§ **Requirement**: Please output all the entries word for word, without the pictures.

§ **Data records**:
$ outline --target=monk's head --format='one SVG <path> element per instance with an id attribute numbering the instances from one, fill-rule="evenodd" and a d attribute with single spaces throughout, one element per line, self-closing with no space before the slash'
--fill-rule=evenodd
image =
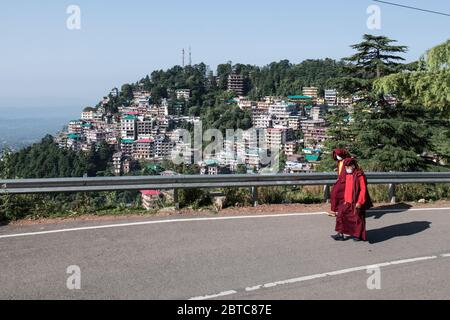
<path id="1" fill-rule="evenodd" d="M 354 158 L 347 158 L 344 160 L 345 171 L 352 174 L 358 169 L 358 162 Z"/>
<path id="2" fill-rule="evenodd" d="M 351 158 L 350 152 L 345 149 L 336 149 L 333 151 L 334 161 L 342 161 L 344 159 Z"/>

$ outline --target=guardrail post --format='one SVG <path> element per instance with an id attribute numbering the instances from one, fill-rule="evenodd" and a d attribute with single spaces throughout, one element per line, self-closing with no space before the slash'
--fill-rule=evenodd
<path id="1" fill-rule="evenodd" d="M 178 197 L 178 189 L 173 189 L 173 203 L 175 210 L 180 210 L 180 200 Z"/>
<path id="2" fill-rule="evenodd" d="M 323 200 L 325 203 L 330 203 L 330 198 L 331 198 L 330 195 L 331 195 L 330 186 L 329 185 L 324 186 L 323 187 Z"/>
<path id="3" fill-rule="evenodd" d="M 392 204 L 397 203 L 397 198 L 395 196 L 395 184 L 393 183 L 389 185 L 389 201 Z"/>
<path id="4" fill-rule="evenodd" d="M 252 204 L 253 204 L 253 207 L 258 206 L 258 188 L 257 187 L 252 187 Z"/>

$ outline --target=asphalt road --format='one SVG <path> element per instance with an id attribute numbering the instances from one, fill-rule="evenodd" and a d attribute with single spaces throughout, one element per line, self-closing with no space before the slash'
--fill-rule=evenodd
<path id="1" fill-rule="evenodd" d="M 0 299 L 450 299 L 450 208 L 369 213 L 366 243 L 333 241 L 333 223 L 298 214 L 3 226 Z M 69 290 L 73 265 L 81 289 Z"/>

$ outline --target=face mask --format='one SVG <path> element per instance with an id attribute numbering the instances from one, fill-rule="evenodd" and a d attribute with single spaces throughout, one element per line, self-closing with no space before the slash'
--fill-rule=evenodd
<path id="1" fill-rule="evenodd" d="M 346 171 L 348 174 L 352 174 L 352 173 L 353 173 L 353 169 L 345 169 L 345 171 Z"/>
<path id="2" fill-rule="evenodd" d="M 339 161 L 342 161 L 342 160 L 343 160 L 342 157 L 339 157 L 339 156 L 337 156 L 337 159 L 338 159 Z"/>

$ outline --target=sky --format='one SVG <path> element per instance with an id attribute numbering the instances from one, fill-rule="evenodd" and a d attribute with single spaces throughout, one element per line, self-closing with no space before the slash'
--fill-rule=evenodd
<path id="1" fill-rule="evenodd" d="M 450 1 L 392 0 L 450 13 Z M 367 27 L 370 0 L 2 1 L 0 118 L 71 117 L 111 88 L 153 70 L 192 62 L 266 65 L 341 59 L 364 33 L 409 46 L 408 61 L 450 39 L 450 17 L 377 4 L 381 29 Z M 69 30 L 67 8 L 81 10 Z"/>

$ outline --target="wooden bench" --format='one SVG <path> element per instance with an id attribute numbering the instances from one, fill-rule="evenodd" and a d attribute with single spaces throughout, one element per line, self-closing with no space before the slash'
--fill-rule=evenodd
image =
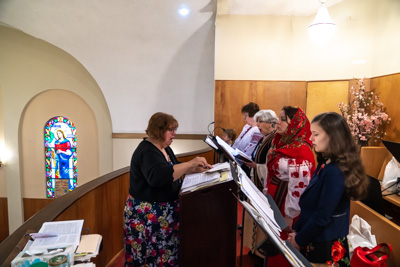
<path id="1" fill-rule="evenodd" d="M 388 267 L 400 266 L 400 226 L 386 219 L 360 201 L 351 201 L 350 219 L 357 214 L 371 225 L 372 234 L 377 244 L 388 243 L 392 246 L 392 254 L 387 262 Z"/>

§ **Expected answer**:
$ outline --target=monk's head --format='one SVG <path> element per instance with an id attribute numbering the instances from one, fill-rule="evenodd" and a d attribute with single spaces throughout, one element per line, self-closing with no space before the slash'
--fill-rule=evenodd
image =
<path id="1" fill-rule="evenodd" d="M 354 158 L 347 158 L 344 160 L 345 171 L 352 174 L 358 169 L 358 162 Z"/>
<path id="2" fill-rule="evenodd" d="M 351 158 L 350 152 L 345 149 L 336 149 L 333 151 L 334 161 L 342 161 L 344 159 Z"/>

$ outline --target=guardrail post --format='one SVG <path> element per instance with an id attribute numbering the instances from one, fill-rule="evenodd" and a d attribute with single spaces throughout, one element per line, self-closing with no space before the slash'
--fill-rule=evenodd
<path id="1" fill-rule="evenodd" d="M 178 197 L 178 189 L 173 189 L 173 203 L 175 210 L 180 210 L 180 200 Z"/>
<path id="2" fill-rule="evenodd" d="M 323 200 L 325 203 L 330 203 L 330 198 L 331 198 L 330 195 L 331 195 L 330 186 L 329 185 L 324 186 L 323 187 Z"/>
<path id="3" fill-rule="evenodd" d="M 392 204 L 397 203 L 397 198 L 395 196 L 395 184 L 393 183 L 389 185 L 389 201 Z"/>
<path id="4" fill-rule="evenodd" d="M 252 204 L 253 204 L 253 207 L 258 206 L 258 188 L 257 187 L 252 187 Z"/>

$ outline --target=asphalt road --format='one SVG <path> element per instance with an id attribute numbering the instances from one, fill-rule="evenodd" and a d attribute with single spaces throughout, one element per line, self-closing with no space before the slash'
--fill-rule=evenodd
<path id="1" fill-rule="evenodd" d="M 0 299 L 450 299 L 450 208 L 369 213 L 366 243 L 333 241 L 333 223 L 298 214 L 3 226 Z M 69 290 L 73 265 L 81 289 Z"/>

$ outline --target=face mask --format='one SVG <path> element per instance with an id attribute numbering the instances from one, fill-rule="evenodd" and a d attribute with single spaces throughout, one element per line, self-closing with no space before the slash'
--fill-rule=evenodd
<path id="1" fill-rule="evenodd" d="M 346 171 L 348 174 L 352 174 L 352 173 L 353 173 L 353 169 L 345 169 L 345 171 Z"/>
<path id="2" fill-rule="evenodd" d="M 339 161 L 342 161 L 342 160 L 343 160 L 342 157 L 339 157 L 339 156 L 337 156 L 337 159 L 338 159 Z"/>

$ outline --target=sky --format='one SVG <path> element per instance with an id attribute numbering the instances from one, fill-rule="evenodd" and a d attribute with single spaces throughout, one element per line, self-closing with no space before the slash'
--fill-rule=evenodd
<path id="1" fill-rule="evenodd" d="M 450 1 L 392 0 L 450 13 Z M 367 27 L 370 0 L 2 1 L 0 118 L 71 117 L 111 88 L 153 70 L 192 62 L 266 65 L 341 59 L 364 33 L 409 46 L 408 61 L 450 39 L 450 17 L 377 4 L 381 29 Z M 69 30 L 67 8 L 81 10 Z"/>

$ outline --target="wooden bench" --format='one SVG <path> element per instance with an id attribute numbering the instances from one, fill-rule="evenodd" and a d attribute with single spaces throughout, one element per line, self-closing with no space before the slash'
--fill-rule=evenodd
image =
<path id="1" fill-rule="evenodd" d="M 388 267 L 400 266 L 400 226 L 386 219 L 360 201 L 351 201 L 350 219 L 357 214 L 371 225 L 372 234 L 377 244 L 388 243 L 392 246 L 392 254 L 387 262 Z"/>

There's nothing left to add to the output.